Hand back the entries below exactly.
** Extracted material follows **
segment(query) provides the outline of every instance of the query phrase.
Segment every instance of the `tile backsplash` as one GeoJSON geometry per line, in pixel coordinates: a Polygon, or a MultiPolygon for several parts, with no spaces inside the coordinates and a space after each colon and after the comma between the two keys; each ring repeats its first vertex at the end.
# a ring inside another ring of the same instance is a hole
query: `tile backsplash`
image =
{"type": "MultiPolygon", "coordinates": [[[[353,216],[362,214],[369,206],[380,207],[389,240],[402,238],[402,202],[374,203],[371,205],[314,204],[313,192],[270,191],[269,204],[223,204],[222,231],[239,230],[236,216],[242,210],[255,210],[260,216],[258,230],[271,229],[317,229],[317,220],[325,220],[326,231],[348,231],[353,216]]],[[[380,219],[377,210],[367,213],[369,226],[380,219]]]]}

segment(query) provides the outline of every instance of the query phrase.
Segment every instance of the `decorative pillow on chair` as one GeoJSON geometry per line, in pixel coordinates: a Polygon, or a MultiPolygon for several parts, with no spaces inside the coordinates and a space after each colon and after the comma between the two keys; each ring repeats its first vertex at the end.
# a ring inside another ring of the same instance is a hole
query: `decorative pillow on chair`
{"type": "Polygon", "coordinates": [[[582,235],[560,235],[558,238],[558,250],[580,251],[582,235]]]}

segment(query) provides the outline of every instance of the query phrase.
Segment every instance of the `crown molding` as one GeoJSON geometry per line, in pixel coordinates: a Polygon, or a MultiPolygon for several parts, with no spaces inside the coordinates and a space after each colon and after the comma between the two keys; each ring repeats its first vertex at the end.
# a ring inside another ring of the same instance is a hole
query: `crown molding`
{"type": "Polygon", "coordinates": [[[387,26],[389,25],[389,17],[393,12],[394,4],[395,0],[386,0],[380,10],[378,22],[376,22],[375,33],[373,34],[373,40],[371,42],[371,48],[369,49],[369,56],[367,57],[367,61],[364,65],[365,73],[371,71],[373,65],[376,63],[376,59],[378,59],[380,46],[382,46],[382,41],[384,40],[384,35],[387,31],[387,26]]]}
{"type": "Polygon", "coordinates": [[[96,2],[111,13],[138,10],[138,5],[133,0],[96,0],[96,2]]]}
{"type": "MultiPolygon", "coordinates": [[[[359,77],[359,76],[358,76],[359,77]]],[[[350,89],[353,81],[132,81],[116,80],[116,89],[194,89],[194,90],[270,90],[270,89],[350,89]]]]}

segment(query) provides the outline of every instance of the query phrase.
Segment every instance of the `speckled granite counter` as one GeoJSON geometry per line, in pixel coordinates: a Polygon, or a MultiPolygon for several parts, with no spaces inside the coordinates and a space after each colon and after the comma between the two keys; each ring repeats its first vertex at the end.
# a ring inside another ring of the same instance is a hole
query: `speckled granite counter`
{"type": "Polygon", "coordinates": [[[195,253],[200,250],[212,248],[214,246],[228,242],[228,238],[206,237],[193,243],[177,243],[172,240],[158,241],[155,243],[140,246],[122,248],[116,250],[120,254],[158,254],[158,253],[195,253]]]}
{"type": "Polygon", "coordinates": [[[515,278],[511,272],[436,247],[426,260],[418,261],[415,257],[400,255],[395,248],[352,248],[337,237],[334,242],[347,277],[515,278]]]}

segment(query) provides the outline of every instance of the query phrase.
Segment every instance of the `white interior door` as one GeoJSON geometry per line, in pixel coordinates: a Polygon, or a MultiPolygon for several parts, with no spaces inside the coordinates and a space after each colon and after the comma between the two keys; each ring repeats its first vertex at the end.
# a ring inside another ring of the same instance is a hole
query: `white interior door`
** End of Extracted material **
Written answer ->
segment(query) provides the outline of every instance of the query phrase.
Segment every instance of the `tile backsplash` as one GeoJSON geometry per line, in pixel coordinates: a Polygon, or a MultiPolygon for several parts, with no spaces inside the coordinates and a space after each colon and after the comma between the two keys; each ring repeats its first vertex at the end.
# a ring inside another ring of the same instance is a hole
query: `tile backsplash`
image =
{"type": "MultiPolygon", "coordinates": [[[[353,216],[362,214],[369,206],[380,207],[389,240],[402,238],[402,202],[374,203],[371,205],[314,204],[313,192],[270,191],[269,204],[223,204],[222,231],[239,230],[236,216],[242,210],[255,210],[260,216],[258,230],[271,229],[317,229],[317,220],[325,220],[326,231],[348,231],[353,216]]],[[[380,219],[377,210],[367,213],[369,226],[380,219]]]]}

segment(query) provides the outline of every instance of the query phrase.
Segment every instance of the `decorative pillow on chair` as one GeoJSON geometry per line, in pixel coordinates: a Polygon, or a MultiPolygon for several parts, with no spaces inside the coordinates and a space after each colon and after the comma between the two keys; each ring repeats its first vertex at the end.
# a ring inside another ring of the same instance is a hole
query: `decorative pillow on chair`
{"type": "Polygon", "coordinates": [[[582,235],[560,235],[558,238],[558,250],[580,251],[582,235]]]}

segment(query) provides the outline of every instance of the query phrase.
Segment every instance of the `crown molding` as one GeoJSON geometry per line, in pixel coordinates: a Polygon, or a MultiPolygon for several parts, with no spaces inside the coordinates and a space after each colon and after the comma between the two keys; each ring repeats its first vertex at the end.
# a ring inside another ring of the same instance is a hole
query: `crown molding`
{"type": "Polygon", "coordinates": [[[387,26],[389,25],[389,17],[393,12],[394,4],[395,0],[386,0],[380,10],[378,22],[376,22],[375,33],[373,34],[373,40],[371,42],[371,48],[369,49],[369,56],[367,57],[367,61],[364,65],[365,73],[371,71],[373,65],[376,63],[376,59],[378,59],[380,46],[382,46],[382,41],[384,40],[384,35],[387,31],[387,26]]]}
{"type": "Polygon", "coordinates": [[[96,2],[111,13],[138,10],[138,5],[133,0],[96,0],[96,2]]]}
{"type": "MultiPolygon", "coordinates": [[[[359,77],[359,76],[358,76],[359,77]]],[[[350,89],[353,81],[132,81],[116,80],[116,89],[194,89],[194,90],[270,90],[270,89],[350,89]]]]}

segment(query) provides the outline of every instance of the query phrase.
Segment every instance of the `speckled granite counter` as one GeoJSON geometry per line, in pixel coordinates: a Polygon, or a MultiPolygon for several parts, with no spaces inside the coordinates and a space after each colon and after the comma between the two keys; each ring repeats its first vertex at the end.
# a ring inside another ring of the same instance is a hole
query: `speckled granite counter`
{"type": "Polygon", "coordinates": [[[195,253],[200,250],[212,248],[214,246],[228,242],[228,238],[206,237],[193,243],[177,243],[172,240],[158,241],[155,243],[140,246],[122,248],[116,250],[120,254],[158,254],[158,253],[195,253]]]}
{"type": "Polygon", "coordinates": [[[515,278],[511,272],[436,247],[426,260],[418,261],[415,257],[400,255],[395,248],[352,248],[337,237],[334,242],[347,277],[515,278]]]}

segment(query) provides the outline of every instance of the query phrase.
Segment every instance of the `white interior door` as one GeoJSON geometry per line, in pixel coordinates: a Polygon, or a MultiPolygon for several parts, with no spaces inside the coordinates and a space after each colon and after the comma between the two keys; each ring repeats its first vertex at the end.
# a ring inside another ring of the same instance is a hole
query: `white interior door`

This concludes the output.